==== INPUT DATA

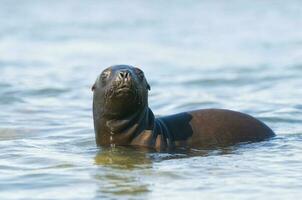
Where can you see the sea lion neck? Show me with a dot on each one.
(111, 132)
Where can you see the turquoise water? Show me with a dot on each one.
(240, 55)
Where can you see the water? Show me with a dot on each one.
(241, 55)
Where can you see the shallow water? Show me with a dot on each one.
(241, 55)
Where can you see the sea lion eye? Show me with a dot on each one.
(139, 73)
(105, 75)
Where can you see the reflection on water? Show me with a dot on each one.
(115, 175)
(123, 157)
(242, 55)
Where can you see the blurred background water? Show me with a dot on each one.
(236, 54)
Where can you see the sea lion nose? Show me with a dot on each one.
(124, 75)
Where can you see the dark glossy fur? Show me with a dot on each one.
(122, 117)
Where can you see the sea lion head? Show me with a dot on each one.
(119, 91)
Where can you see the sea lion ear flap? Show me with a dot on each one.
(93, 87)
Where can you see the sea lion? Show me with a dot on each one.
(122, 117)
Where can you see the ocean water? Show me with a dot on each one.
(234, 54)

========

- YOUR GOAL -
Set down the entries above exactly, and keep every picture out of your copy.

- ANSWER SECTION -
Where can you see the sea lion neck? Show me with a dot on each one.
(111, 132)
Where can you see the turquoise water? Show me with a dot on each one.
(240, 55)
Where can you see the water? Show me with a dot on each one.
(241, 55)
Where can you see the shallow water? Show me with a dot on each one.
(241, 55)
Where can you see the sea lion eye? Show me with a dot on each one.
(139, 73)
(105, 75)
Where can you see the reflection on water? Show me with a dot on each one.
(115, 175)
(123, 157)
(242, 55)
Where can you see the blurred background water? Show me with a dot on each one.
(236, 54)
Where can you see the sea lion nose? Show me with a dot on each one.
(124, 75)
Where can you see the dark glossy fur? Show me with a dot on each one.
(122, 117)
Where can you see the sea lion head? Show me with a dot on each one.
(119, 91)
Where can you see the sea lion ear flap? Show me with a dot on each one.
(93, 87)
Where can you see the sea lion? Show me with a dot on each one.
(122, 117)
Where can you see the ocean water? Show me with a dot on each one.
(234, 54)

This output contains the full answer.